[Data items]
◆ ◆ ◆ ◆ ◆ ◆ ◆

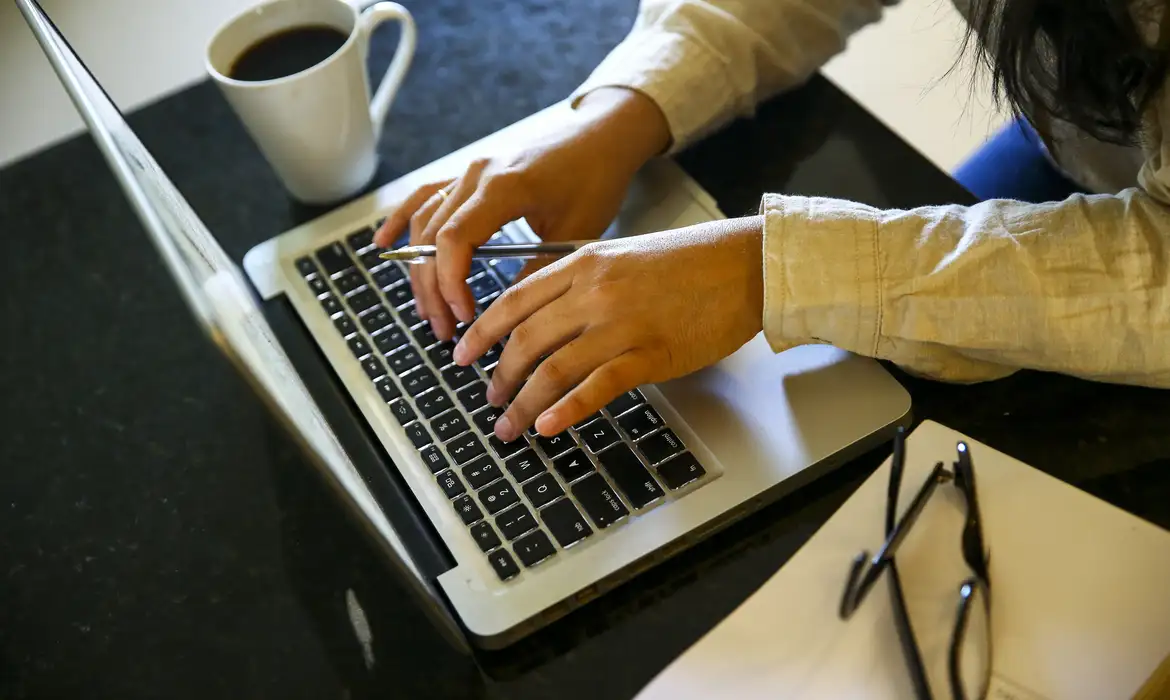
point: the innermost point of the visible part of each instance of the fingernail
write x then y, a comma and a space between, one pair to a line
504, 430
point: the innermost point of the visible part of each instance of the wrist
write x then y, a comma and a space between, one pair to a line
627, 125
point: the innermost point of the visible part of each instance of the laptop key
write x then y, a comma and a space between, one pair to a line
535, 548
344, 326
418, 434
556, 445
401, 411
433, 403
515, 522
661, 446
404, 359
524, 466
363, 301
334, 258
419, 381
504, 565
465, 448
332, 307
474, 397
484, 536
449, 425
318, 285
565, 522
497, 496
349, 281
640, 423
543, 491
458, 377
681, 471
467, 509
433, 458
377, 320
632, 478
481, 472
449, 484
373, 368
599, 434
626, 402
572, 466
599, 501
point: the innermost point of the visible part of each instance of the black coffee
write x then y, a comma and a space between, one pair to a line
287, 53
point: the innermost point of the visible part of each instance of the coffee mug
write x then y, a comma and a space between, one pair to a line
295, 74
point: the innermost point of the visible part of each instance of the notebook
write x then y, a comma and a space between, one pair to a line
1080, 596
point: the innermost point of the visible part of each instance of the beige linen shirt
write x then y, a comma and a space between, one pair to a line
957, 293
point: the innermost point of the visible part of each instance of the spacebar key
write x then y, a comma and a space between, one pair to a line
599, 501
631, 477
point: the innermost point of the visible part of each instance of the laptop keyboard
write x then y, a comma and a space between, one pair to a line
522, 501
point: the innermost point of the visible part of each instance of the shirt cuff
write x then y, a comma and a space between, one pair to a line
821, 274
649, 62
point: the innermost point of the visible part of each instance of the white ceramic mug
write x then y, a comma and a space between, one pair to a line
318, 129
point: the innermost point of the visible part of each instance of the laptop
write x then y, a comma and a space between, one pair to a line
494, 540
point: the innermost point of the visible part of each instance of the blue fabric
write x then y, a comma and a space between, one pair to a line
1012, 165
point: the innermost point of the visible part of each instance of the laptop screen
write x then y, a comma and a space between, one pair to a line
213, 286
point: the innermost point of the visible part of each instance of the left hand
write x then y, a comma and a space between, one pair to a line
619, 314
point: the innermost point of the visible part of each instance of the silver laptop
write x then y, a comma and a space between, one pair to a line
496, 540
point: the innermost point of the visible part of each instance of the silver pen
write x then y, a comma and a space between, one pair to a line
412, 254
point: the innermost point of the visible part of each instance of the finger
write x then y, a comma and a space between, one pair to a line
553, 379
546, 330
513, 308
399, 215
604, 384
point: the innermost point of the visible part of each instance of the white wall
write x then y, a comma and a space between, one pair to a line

◆ ◆ ◆ ◆ ◆ ◆ ◆

STATED EXERCISE:
Copy out word for word the part of the data that starts with the line containing "the white wall" and continues through the end of the data.

SOLUTION TO THE EXERCISE:
point: the innermost point of the visible part of each instance of the white wall
write x then y, a comma and a space between, one pair to a line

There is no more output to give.